SUPPLIED RECORDS:

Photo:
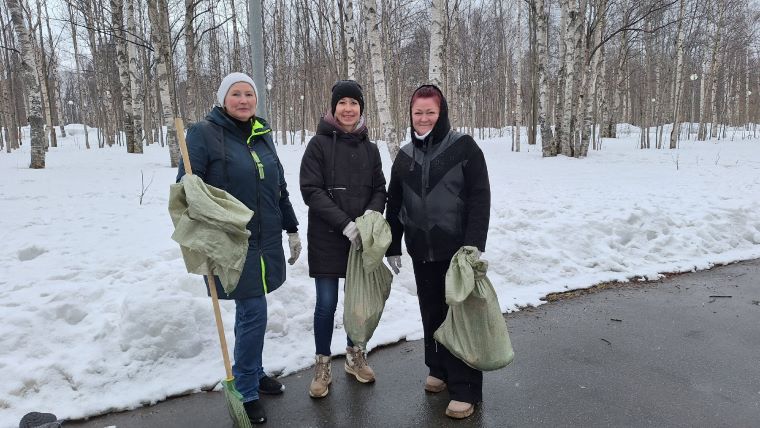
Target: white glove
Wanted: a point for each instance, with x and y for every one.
(395, 263)
(352, 233)
(294, 242)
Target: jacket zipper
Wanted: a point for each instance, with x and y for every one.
(259, 171)
(425, 180)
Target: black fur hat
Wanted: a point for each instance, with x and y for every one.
(346, 88)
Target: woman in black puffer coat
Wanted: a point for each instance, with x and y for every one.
(341, 178)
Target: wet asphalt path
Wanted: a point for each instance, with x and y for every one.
(680, 352)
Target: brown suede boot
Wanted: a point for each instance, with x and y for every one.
(356, 364)
(434, 385)
(459, 409)
(322, 377)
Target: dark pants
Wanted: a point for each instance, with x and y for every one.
(464, 383)
(324, 314)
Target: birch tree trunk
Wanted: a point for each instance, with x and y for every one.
(9, 93)
(435, 65)
(78, 69)
(559, 91)
(679, 76)
(372, 23)
(55, 81)
(351, 36)
(548, 147)
(34, 92)
(714, 73)
(237, 64)
(518, 82)
(593, 70)
(43, 77)
(572, 38)
(135, 79)
(191, 85)
(159, 38)
(702, 132)
(122, 60)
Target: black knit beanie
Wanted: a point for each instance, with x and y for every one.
(346, 88)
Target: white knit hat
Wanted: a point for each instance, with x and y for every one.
(230, 80)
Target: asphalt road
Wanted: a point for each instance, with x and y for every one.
(679, 352)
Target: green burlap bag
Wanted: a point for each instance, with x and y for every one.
(474, 330)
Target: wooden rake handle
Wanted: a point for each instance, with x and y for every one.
(180, 127)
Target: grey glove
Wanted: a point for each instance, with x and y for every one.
(352, 233)
(395, 263)
(294, 242)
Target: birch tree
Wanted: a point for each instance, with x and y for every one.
(351, 39)
(372, 23)
(135, 78)
(679, 75)
(33, 90)
(160, 40)
(117, 16)
(435, 65)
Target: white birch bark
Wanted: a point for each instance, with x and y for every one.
(159, 38)
(117, 16)
(593, 71)
(191, 85)
(573, 35)
(135, 78)
(679, 76)
(372, 23)
(435, 65)
(236, 50)
(714, 73)
(542, 22)
(351, 36)
(55, 81)
(518, 82)
(77, 68)
(701, 133)
(33, 90)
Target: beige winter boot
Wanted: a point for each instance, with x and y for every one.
(322, 377)
(356, 364)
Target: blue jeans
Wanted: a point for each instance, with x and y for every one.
(250, 326)
(324, 314)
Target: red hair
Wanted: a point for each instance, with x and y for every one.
(427, 91)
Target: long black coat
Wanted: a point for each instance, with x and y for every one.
(341, 178)
(439, 196)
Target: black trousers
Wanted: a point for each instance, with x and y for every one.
(463, 382)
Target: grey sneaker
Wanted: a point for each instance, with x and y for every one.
(356, 364)
(322, 377)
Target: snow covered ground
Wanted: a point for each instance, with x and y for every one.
(98, 313)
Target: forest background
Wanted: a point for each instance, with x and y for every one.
(564, 71)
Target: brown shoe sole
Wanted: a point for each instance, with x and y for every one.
(324, 394)
(460, 415)
(435, 388)
(354, 373)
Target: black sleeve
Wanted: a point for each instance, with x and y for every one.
(377, 202)
(478, 194)
(313, 188)
(395, 197)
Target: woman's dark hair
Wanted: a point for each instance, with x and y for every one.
(427, 91)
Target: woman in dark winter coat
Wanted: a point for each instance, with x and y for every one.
(341, 179)
(439, 199)
(232, 149)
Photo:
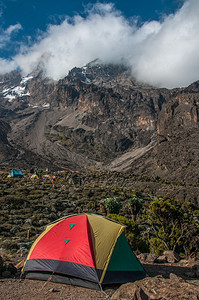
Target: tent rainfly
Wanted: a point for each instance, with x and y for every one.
(16, 173)
(86, 250)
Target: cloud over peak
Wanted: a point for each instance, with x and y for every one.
(162, 53)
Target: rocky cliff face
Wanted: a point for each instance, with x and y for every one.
(98, 115)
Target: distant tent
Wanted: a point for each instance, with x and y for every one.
(15, 173)
(86, 250)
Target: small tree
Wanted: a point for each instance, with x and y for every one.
(175, 224)
(112, 205)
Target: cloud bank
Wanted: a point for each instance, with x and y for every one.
(161, 53)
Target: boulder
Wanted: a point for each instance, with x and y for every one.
(130, 291)
(195, 268)
(161, 259)
(158, 288)
(147, 257)
(1, 264)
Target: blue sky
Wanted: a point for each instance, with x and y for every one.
(158, 39)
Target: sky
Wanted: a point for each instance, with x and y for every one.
(158, 39)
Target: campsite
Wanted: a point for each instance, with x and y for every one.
(35, 204)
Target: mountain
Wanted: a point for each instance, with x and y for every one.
(99, 116)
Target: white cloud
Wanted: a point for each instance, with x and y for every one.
(5, 35)
(163, 53)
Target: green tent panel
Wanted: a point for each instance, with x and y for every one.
(86, 250)
(16, 173)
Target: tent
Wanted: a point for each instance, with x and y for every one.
(85, 249)
(15, 173)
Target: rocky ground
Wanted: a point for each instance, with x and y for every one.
(154, 287)
(165, 281)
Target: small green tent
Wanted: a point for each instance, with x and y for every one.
(87, 250)
(16, 173)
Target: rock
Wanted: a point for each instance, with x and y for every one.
(11, 268)
(6, 274)
(161, 259)
(52, 290)
(158, 288)
(28, 221)
(174, 277)
(190, 274)
(171, 256)
(1, 264)
(147, 257)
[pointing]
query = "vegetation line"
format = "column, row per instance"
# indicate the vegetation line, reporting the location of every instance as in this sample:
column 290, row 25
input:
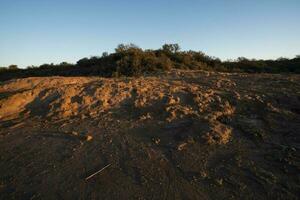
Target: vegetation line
column 130, row 60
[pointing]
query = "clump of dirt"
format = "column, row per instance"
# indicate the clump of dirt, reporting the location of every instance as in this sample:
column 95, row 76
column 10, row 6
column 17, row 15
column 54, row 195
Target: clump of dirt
column 176, row 135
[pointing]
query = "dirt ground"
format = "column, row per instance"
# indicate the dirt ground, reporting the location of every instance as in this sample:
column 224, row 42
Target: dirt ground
column 178, row 135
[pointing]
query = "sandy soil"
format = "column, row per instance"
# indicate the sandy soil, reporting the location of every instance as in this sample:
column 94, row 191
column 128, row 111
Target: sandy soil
column 179, row 135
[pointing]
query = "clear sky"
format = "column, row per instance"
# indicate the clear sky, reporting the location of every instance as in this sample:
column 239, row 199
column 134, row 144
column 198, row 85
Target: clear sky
column 33, row 32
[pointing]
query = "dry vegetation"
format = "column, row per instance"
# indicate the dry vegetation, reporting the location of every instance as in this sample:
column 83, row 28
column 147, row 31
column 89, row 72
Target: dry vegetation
column 176, row 135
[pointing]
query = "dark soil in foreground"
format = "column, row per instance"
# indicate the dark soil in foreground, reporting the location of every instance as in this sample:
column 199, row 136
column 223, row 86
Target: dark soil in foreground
column 180, row 135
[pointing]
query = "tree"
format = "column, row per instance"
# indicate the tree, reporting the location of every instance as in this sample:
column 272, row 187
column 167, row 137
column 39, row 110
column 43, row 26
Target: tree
column 125, row 47
column 13, row 67
column 171, row 48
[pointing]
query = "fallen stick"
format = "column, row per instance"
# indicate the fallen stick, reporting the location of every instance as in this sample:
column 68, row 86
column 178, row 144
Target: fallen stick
column 97, row 172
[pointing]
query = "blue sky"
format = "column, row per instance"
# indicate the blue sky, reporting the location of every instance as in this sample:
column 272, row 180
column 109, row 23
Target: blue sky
column 33, row 32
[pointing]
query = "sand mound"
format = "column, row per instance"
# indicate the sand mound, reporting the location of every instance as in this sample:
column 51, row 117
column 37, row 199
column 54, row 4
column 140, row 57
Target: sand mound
column 163, row 99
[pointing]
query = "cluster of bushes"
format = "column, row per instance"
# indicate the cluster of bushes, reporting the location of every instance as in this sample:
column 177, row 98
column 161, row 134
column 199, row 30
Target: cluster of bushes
column 130, row 60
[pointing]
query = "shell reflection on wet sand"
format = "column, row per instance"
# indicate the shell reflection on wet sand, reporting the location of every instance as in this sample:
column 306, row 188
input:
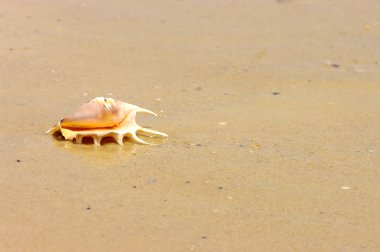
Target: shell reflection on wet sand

TASK REQUIREMENTS: Pull out every line holding "knit" from the records above, and copy it.

FINISHED TASK:
Target: black knit beanie
Target: white knit hat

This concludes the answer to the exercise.